◆ **Extracted entries**
>> Begin
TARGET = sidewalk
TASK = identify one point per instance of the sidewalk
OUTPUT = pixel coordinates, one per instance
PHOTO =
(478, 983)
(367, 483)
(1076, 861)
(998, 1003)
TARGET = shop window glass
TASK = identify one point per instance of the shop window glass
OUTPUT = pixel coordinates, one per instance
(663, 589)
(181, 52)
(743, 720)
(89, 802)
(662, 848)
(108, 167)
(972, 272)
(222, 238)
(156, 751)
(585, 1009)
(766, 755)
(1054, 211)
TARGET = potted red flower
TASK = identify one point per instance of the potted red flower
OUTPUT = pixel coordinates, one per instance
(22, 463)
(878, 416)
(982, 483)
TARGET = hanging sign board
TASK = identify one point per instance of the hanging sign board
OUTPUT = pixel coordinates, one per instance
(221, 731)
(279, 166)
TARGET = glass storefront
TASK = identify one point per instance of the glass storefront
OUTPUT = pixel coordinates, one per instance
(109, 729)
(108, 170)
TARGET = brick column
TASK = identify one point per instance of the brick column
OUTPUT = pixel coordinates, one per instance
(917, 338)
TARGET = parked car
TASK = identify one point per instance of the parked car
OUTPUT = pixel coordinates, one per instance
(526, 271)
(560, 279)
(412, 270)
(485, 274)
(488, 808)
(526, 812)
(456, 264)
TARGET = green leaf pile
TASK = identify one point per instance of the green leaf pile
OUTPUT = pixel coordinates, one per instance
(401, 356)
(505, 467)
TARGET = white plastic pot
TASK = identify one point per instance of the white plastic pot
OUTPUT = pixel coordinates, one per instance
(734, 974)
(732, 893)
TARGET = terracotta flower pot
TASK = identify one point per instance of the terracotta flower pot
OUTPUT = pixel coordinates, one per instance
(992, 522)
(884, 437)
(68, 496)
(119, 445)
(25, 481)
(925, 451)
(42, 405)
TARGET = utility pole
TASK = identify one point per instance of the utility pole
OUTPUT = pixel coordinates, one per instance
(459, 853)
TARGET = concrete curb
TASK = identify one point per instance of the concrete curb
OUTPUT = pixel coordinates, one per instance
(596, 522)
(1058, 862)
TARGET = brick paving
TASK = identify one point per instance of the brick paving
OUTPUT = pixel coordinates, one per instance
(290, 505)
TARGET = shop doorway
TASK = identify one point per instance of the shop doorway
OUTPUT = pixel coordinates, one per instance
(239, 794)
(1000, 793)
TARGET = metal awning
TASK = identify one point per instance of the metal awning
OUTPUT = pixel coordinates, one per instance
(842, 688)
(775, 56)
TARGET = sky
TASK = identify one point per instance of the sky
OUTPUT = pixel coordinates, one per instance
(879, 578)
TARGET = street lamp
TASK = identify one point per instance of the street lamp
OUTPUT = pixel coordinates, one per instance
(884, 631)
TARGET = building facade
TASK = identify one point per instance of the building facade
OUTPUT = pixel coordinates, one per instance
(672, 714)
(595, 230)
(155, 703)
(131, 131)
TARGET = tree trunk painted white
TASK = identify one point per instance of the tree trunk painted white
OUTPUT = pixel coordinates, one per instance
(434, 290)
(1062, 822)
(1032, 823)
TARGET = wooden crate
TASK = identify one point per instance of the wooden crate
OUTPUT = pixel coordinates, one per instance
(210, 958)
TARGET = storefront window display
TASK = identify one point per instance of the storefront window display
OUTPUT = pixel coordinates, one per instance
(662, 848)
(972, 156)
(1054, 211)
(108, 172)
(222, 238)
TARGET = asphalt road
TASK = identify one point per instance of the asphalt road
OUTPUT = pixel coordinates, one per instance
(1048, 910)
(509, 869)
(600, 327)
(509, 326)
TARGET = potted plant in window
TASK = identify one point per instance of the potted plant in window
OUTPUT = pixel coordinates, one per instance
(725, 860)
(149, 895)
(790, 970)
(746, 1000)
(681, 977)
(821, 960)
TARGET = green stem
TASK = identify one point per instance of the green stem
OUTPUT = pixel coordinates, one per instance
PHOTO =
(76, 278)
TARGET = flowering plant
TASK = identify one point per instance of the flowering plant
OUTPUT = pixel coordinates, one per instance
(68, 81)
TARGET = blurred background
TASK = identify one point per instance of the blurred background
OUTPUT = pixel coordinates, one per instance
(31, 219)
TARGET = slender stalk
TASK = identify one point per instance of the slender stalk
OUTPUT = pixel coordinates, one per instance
>> End
◆ **What is being asked**
Please reproduce the records from their first line through the line containing "(998, 1003)", requests included, and offset the coordinates by adding -62 to each of their numbers.

◆ **Solution to this task**
TARGET = sidewalk
TASK = identify one point per instance of the sidewalk
OUTPUT = pixel coordinates, one per instance
PHOTO =
(416, 921)
(305, 421)
(1014, 799)
(936, 941)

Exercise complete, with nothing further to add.